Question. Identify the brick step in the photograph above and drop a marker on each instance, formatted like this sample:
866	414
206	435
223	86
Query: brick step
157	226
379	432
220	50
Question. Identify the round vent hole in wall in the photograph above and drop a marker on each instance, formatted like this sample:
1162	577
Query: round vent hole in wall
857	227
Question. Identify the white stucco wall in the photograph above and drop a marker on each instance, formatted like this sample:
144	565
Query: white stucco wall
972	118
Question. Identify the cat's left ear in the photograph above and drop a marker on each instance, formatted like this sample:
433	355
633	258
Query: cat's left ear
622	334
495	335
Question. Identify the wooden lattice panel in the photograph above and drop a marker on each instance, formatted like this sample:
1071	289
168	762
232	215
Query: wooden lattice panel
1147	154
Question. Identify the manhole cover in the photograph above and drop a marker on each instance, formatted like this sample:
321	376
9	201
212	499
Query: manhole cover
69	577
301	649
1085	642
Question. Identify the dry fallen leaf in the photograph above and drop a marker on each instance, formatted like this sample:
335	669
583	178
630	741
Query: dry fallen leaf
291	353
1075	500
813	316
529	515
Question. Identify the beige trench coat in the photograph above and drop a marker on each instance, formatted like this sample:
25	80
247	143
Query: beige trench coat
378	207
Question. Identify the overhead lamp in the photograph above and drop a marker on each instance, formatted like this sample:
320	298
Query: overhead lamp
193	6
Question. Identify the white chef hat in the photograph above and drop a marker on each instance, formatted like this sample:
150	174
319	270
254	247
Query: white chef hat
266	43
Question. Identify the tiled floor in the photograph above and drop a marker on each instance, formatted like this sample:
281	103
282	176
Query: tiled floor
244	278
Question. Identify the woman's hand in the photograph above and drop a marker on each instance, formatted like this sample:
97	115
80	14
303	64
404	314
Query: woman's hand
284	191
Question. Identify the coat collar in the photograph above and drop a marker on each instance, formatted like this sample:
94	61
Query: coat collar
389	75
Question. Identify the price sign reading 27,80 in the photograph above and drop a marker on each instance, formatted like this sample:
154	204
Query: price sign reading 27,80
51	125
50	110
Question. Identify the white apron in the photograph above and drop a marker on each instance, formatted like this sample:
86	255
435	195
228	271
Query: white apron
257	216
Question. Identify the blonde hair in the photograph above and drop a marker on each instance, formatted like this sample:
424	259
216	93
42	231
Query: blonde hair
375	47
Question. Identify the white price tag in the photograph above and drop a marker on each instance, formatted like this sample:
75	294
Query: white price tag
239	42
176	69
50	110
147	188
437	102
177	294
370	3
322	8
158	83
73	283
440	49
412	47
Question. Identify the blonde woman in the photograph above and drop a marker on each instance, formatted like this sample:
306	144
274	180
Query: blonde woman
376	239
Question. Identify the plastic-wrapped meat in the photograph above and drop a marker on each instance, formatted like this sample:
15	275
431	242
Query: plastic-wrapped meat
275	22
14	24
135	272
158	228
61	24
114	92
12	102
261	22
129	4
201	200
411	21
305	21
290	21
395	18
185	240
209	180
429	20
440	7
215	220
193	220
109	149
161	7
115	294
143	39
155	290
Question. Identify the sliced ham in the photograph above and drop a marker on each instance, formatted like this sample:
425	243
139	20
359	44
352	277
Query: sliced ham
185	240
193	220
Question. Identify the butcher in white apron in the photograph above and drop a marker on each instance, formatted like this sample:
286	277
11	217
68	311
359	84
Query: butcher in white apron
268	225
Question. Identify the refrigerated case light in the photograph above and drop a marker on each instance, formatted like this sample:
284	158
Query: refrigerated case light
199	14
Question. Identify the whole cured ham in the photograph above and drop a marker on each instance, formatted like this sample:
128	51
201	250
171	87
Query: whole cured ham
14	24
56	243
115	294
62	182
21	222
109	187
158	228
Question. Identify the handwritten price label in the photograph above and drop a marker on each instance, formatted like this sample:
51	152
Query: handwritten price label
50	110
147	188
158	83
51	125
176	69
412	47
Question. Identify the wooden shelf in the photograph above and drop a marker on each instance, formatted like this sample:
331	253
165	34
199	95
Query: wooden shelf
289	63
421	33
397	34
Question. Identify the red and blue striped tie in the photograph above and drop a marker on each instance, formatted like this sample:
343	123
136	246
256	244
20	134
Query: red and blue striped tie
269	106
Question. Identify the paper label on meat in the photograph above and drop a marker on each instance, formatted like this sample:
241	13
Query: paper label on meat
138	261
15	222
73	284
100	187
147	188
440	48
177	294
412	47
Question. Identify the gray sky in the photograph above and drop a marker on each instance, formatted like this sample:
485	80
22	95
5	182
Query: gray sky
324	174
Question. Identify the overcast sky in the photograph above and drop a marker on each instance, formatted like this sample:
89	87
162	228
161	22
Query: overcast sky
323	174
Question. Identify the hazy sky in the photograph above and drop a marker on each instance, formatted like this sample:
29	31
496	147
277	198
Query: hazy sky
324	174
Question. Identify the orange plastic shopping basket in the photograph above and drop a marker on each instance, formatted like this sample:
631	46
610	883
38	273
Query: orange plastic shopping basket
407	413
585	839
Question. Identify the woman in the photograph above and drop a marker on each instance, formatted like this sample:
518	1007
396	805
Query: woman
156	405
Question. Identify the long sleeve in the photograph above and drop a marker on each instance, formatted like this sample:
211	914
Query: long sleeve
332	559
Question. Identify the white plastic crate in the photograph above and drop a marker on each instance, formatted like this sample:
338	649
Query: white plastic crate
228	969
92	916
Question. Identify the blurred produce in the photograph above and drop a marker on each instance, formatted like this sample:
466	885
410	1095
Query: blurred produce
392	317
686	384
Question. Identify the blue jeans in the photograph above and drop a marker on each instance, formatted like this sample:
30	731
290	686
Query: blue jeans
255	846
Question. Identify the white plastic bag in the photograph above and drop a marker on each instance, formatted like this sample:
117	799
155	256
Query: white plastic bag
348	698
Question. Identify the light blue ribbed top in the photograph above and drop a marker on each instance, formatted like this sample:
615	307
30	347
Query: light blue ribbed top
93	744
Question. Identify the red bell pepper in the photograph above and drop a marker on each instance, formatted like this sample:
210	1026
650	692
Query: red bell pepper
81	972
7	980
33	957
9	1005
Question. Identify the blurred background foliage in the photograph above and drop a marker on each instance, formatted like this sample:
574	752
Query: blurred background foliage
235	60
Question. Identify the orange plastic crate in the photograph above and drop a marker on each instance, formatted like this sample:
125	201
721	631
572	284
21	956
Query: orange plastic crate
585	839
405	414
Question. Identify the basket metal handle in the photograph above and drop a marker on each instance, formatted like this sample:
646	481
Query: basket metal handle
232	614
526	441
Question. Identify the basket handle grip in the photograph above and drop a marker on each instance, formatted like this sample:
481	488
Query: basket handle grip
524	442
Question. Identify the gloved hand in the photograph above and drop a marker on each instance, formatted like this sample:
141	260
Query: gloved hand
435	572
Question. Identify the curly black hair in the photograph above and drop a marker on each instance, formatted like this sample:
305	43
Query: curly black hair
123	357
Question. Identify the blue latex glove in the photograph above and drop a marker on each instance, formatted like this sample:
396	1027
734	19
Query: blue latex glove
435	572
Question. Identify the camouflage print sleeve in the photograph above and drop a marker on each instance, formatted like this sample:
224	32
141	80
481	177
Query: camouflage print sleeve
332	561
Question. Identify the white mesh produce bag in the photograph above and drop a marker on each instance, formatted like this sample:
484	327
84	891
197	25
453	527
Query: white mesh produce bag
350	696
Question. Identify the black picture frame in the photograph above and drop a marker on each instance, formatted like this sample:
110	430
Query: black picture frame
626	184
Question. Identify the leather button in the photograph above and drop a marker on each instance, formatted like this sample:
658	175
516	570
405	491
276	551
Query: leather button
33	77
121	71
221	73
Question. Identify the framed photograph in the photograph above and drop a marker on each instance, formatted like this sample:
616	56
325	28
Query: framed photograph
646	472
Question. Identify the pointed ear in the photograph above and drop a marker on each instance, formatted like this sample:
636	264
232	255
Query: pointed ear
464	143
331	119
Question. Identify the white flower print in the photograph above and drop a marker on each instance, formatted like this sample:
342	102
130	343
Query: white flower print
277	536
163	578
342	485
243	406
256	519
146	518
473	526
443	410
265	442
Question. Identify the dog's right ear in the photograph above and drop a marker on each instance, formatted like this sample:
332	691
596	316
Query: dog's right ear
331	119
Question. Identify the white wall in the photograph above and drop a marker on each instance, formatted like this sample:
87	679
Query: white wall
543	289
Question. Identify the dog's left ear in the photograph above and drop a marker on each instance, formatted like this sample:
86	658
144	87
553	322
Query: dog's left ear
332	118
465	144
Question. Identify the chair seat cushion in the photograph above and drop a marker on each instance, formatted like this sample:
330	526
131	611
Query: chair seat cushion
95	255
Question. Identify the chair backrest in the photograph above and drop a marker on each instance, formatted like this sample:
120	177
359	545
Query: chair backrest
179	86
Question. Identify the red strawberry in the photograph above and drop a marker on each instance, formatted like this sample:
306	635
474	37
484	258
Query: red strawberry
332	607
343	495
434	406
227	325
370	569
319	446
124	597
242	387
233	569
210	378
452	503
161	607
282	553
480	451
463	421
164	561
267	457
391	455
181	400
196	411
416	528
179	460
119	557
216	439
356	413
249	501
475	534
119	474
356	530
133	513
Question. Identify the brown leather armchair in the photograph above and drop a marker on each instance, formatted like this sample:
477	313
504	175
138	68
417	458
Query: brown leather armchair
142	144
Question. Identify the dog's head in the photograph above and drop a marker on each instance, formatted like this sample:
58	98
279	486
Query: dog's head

◆ ◆ ◆ ◆ ◆

◆ **EXERCISE GOAL**:
Output exactly the lines above, from the one holding "Question. Identify the dog's right" through the end of the data, including the first and last.

◆ **OUTPUT OF THE TASK**:
Question. Identify the dog's right ear in the photograph above and drop a marker on each instance, formatted like this sample:
332	691
596	316
Query: dog's right ear
331	119
Question. Identify the white wall in the photograph above and drop a marker on each instance, formatted like this sample:
87	679
Query: white wall
543	289
Question. Identify the dog's left ear in the photograph above and drop a marker on each instance, formatted like this sample:
86	658
144	87
553	322
Query: dog's left ear
332	118
465	144
Question. Identify the chair seat cushion in the photograph above and drop a marker on each instance, formatted like this sample:
330	526
131	611
Query: chair seat cushion
95	255
Question. Identify the chair backrest in the photograph above and drop a marker on each instance, formatted like this sample:
120	177
359	545
Query: chair backrest
179	86
Question. Identify the red strawberry in the photograph above and drop a marker on each instance, formatted like this sample:
306	635
474	37
484	258
Query: red strawberry
332	607
343	495
434	406
227	325
370	569
319	446
124	597
242	387
233	569
210	378
452	503
161	607
282	553
480	451
463	421
164	561
267	457
391	455
181	400
196	411
416	528
179	460
119	557
216	439
356	413
249	501
475	534
119	474
356	530
133	513
Question. Identify the brown leather armchair in the photograph above and drop a marker on each instance, formatted like this sample:
477	313
504	175
138	68
417	458
Query: brown leather armchair
142	144
Question. Identify the dog's head in the photograph above and drop a marker on each instance, formatted like this sample:
58	98
279	486
Query: dog's head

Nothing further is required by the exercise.